→ **EXERCISE DETAILS**:
Please rename "eyeglasses" to "spectacles" in the items between the lines holding "Where can you see the eyeglasses" and "column 859, row 167", inclusive, and keep everything else the same. Leave the pictures out of your answer.

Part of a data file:
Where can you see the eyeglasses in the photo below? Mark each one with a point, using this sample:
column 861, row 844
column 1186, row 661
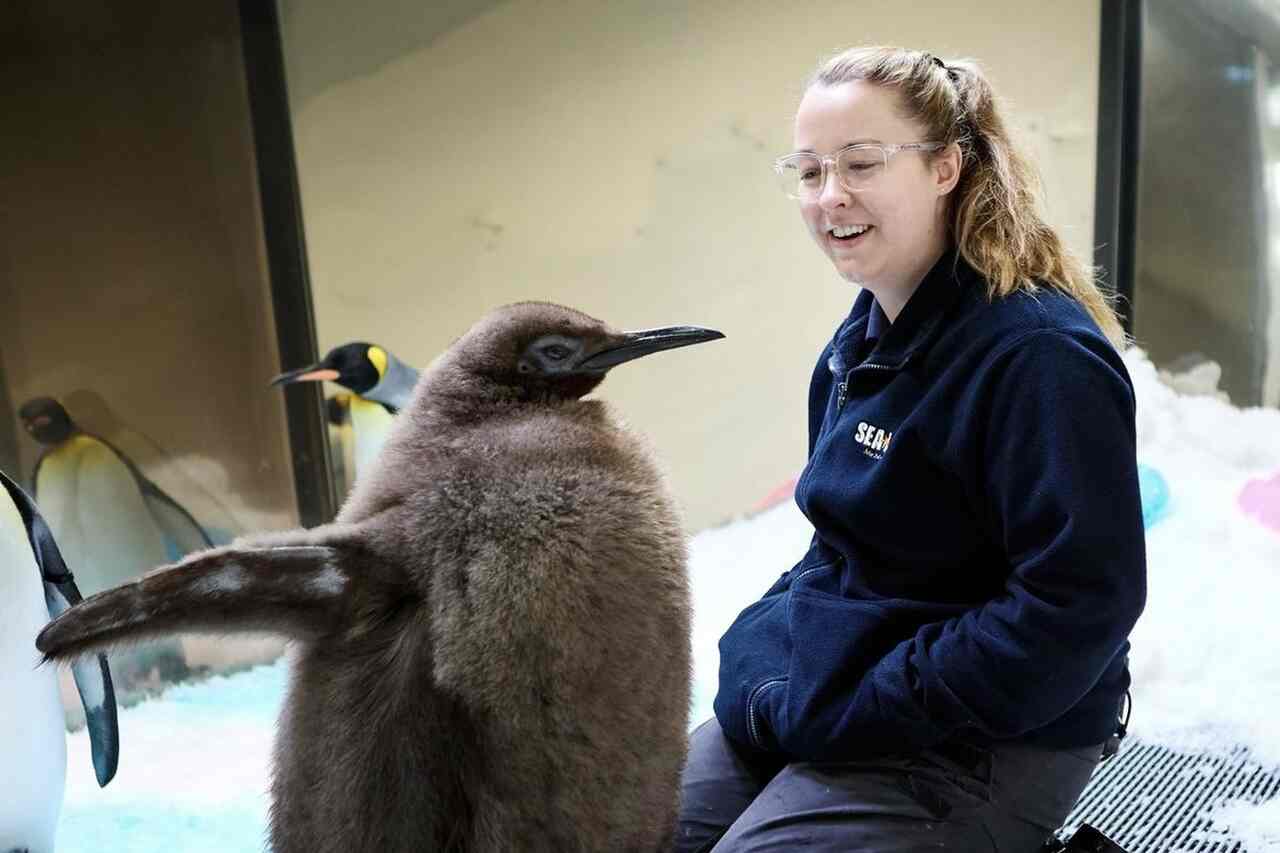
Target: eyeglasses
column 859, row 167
* * *
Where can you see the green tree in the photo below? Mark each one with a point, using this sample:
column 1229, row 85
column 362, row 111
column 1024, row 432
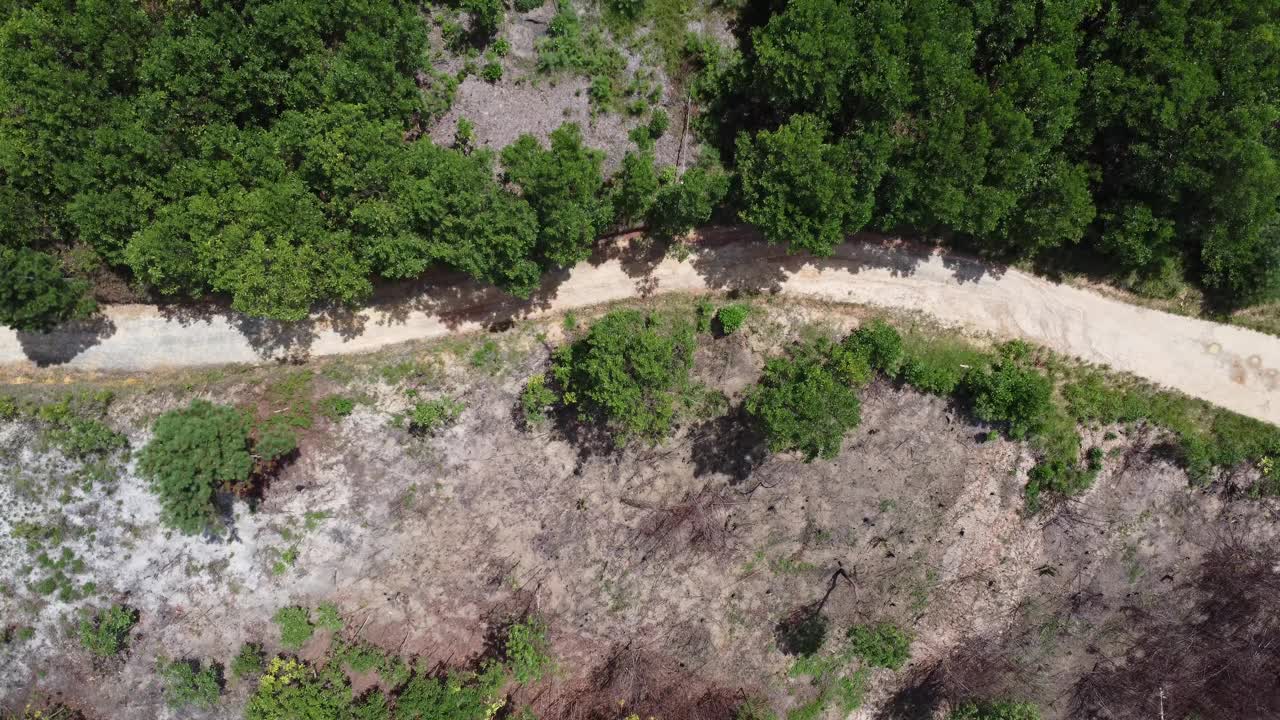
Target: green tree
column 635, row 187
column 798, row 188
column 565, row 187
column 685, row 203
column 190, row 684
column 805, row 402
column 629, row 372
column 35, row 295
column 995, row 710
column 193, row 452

→ **RESULT OF THIS EXERCISE**:
Where can you see the spectacles in the photo below? Mark each one with a point, using this sample:
column 861, row 844
column 1186, row 661
Target: spectacles
column 859, row 167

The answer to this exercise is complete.